[Extracted information]
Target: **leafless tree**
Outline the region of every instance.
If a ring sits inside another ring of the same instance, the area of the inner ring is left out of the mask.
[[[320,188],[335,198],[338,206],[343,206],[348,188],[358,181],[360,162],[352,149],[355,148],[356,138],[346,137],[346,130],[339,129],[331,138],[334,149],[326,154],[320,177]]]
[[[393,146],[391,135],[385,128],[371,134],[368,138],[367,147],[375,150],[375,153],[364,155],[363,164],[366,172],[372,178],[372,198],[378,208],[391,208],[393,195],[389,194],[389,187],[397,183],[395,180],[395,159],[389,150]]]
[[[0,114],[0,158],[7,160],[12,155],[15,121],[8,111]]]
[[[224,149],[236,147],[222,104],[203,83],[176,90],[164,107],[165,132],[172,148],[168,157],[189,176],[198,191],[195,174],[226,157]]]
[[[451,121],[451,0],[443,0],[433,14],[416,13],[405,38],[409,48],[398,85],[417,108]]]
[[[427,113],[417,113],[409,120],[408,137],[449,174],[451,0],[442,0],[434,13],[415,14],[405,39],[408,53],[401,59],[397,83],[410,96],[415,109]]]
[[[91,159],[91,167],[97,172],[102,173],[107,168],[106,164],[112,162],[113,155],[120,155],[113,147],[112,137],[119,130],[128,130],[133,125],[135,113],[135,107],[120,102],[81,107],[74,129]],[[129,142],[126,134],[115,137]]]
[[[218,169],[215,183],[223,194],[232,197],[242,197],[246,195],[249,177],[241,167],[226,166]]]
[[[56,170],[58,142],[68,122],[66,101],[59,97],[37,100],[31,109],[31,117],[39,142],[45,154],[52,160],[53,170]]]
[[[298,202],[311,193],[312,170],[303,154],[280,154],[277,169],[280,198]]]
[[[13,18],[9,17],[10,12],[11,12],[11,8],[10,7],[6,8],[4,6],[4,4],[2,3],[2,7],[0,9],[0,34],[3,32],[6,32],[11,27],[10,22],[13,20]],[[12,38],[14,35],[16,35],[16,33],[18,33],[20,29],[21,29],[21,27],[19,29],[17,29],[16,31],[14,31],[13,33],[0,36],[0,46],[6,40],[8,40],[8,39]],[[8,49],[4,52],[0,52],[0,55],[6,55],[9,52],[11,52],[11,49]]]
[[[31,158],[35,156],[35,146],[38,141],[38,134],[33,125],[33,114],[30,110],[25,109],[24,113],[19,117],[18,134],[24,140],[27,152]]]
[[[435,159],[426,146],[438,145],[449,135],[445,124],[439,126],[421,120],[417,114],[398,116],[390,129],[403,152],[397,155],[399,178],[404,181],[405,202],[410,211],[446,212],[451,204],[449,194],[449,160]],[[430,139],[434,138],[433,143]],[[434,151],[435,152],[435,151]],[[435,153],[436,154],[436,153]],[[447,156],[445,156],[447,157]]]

[What to work on] In this exercise, the data above is to be printed exactly.

[Answer space]
Target: **leafless tree**
Outline the region of every instance.
If a ring sits inside another ring of the same instance, the area of the inner ring is left out of the mask.
[[[320,188],[335,198],[338,206],[343,206],[348,188],[358,181],[360,162],[352,149],[355,148],[356,138],[346,137],[346,130],[339,129],[331,138],[334,149],[326,154],[320,177]]]
[[[393,146],[391,135],[385,128],[371,134],[368,138],[367,147],[375,150],[375,153],[364,155],[363,164],[366,172],[372,178],[372,198],[378,208],[391,208],[393,195],[389,194],[389,187],[397,183],[395,180],[395,159],[389,150]]]
[[[0,114],[0,158],[7,160],[12,155],[15,121],[8,111]]]
[[[224,149],[236,147],[222,104],[203,83],[176,90],[164,107],[165,132],[172,148],[168,157],[189,176],[198,191],[195,174],[226,157]]]
[[[451,121],[451,0],[443,0],[433,14],[416,13],[405,38],[409,48],[398,85],[417,108]]]
[[[427,113],[417,113],[409,120],[408,137],[449,174],[451,0],[442,0],[434,13],[415,14],[405,39],[408,53],[401,59],[397,83],[410,96],[415,109]]]
[[[91,159],[91,167],[97,172],[102,173],[107,168],[106,164],[112,162],[113,155],[120,155],[113,147],[112,137],[119,130],[128,130],[133,125],[135,113],[135,107],[120,102],[81,107],[74,129]],[[129,142],[126,134],[115,137]]]
[[[218,169],[215,183],[223,194],[232,197],[242,197],[246,195],[249,177],[241,167],[226,166]]]
[[[56,170],[58,142],[68,122],[66,101],[59,97],[37,100],[31,109],[31,117],[39,142],[45,154],[52,160],[53,170]]]
[[[298,202],[311,193],[312,170],[303,154],[280,154],[277,169],[280,198]]]
[[[13,18],[9,17],[10,12],[11,12],[11,8],[10,7],[6,8],[4,6],[4,4],[2,3],[2,7],[0,9],[0,34],[3,32],[6,32],[11,27],[10,22],[13,20]],[[12,38],[14,35],[16,35],[16,33],[18,33],[20,29],[21,29],[21,27],[19,29],[17,29],[16,31],[14,31],[13,33],[0,36],[0,46],[6,40],[8,40],[8,39]],[[8,49],[4,52],[0,52],[0,55],[6,55],[9,52],[11,52],[11,49]]]
[[[31,158],[35,156],[35,146],[38,141],[38,134],[33,125],[33,114],[30,110],[25,109],[24,113],[19,117],[18,134],[24,140],[27,152]]]
[[[435,159],[426,146],[438,145],[449,135],[445,124],[439,126],[421,120],[417,114],[398,116],[390,129],[403,152],[397,155],[399,178],[404,181],[405,202],[410,211],[446,212],[451,204],[449,194],[449,160]],[[430,139],[434,138],[433,143]],[[434,151],[435,152],[435,151]],[[435,153],[436,154],[436,153]],[[447,156],[445,156],[447,157]]]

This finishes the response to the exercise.